(Source data)
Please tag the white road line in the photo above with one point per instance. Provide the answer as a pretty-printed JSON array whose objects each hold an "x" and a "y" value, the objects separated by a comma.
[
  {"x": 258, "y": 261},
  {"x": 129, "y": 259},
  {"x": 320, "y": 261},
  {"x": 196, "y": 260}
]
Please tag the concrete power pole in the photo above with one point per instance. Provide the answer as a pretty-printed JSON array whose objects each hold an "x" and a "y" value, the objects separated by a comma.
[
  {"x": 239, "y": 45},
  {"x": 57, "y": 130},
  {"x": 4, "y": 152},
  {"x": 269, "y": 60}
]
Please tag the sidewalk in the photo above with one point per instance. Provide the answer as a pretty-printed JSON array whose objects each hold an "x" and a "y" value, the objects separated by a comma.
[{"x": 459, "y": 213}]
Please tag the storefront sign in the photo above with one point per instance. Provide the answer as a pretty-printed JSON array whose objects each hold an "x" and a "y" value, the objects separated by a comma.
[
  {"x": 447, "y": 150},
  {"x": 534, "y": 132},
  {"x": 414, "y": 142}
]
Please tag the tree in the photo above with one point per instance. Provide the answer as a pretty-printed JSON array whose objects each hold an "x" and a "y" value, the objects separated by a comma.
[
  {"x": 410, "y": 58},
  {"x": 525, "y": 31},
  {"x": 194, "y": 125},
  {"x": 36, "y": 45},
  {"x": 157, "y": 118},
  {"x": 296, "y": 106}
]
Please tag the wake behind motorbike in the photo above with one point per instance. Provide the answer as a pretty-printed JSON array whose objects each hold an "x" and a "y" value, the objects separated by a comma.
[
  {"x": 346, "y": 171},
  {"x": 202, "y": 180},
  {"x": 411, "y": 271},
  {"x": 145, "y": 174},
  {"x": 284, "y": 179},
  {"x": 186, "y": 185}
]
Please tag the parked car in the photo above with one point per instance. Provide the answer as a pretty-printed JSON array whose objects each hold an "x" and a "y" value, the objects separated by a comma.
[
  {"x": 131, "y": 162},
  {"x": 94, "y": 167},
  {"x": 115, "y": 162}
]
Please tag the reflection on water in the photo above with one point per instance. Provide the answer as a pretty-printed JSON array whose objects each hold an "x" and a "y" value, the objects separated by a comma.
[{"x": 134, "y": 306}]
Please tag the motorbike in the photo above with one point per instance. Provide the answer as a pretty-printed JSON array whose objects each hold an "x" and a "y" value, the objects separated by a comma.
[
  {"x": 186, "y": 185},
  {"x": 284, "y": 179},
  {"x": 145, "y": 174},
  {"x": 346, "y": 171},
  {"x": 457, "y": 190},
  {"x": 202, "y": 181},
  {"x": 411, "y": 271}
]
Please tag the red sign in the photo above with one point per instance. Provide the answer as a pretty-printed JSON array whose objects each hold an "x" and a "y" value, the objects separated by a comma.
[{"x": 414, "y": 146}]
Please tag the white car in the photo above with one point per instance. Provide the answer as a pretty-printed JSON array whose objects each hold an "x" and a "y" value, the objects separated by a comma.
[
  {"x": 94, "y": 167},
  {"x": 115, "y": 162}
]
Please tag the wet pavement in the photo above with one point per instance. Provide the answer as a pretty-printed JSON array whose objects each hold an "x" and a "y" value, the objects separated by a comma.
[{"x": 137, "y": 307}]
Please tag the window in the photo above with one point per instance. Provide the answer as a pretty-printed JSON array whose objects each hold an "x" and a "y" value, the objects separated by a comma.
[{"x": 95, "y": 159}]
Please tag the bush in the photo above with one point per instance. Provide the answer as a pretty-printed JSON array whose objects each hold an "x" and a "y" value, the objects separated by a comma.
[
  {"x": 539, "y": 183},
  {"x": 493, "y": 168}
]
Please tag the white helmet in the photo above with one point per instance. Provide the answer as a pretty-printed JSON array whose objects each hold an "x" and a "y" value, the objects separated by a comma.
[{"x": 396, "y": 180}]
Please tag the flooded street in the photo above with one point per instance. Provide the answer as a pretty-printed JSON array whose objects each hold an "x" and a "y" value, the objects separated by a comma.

**ACTION ITEM:**
The lines from the one holding "Please tag the wet" to the last line of the entries, both included: retype them exactly and give nothing else.

**WRITTEN ANSWER:**
Please tag the wet pavement in the photo above with one point per instance. Provide the answer as a pretty-printed JSON array whose objects each hold an "x" and a "y" value, the objects separated by a comma.
[{"x": 137, "y": 307}]
Please tag the window in the photo above with one point per instance. Provide the answer as a pretty-printed JSON array whose objects each hold an "x" and a "y" value, the objects separated by a comma.
[{"x": 95, "y": 159}]
Please tag the bush in the photo above with one point per instance. Provide the answer as a pretty-printed JSON array whose objects each hold an "x" and a "y" value, the objects separated by a comma.
[
  {"x": 539, "y": 183},
  {"x": 493, "y": 168}
]
Please tag the white helmet in the photo above with one point per instance. Provide the answer as a pretty-printed JSON array whose objects each hold an "x" and a "y" value, the objects separated by a comma.
[{"x": 396, "y": 180}]
Please tag the flooded street in the photo above with one point per instance. Provide the answer as a pretty-printed JSON array whose objects each hold an "x" and a "y" value, the objects separated by a comma.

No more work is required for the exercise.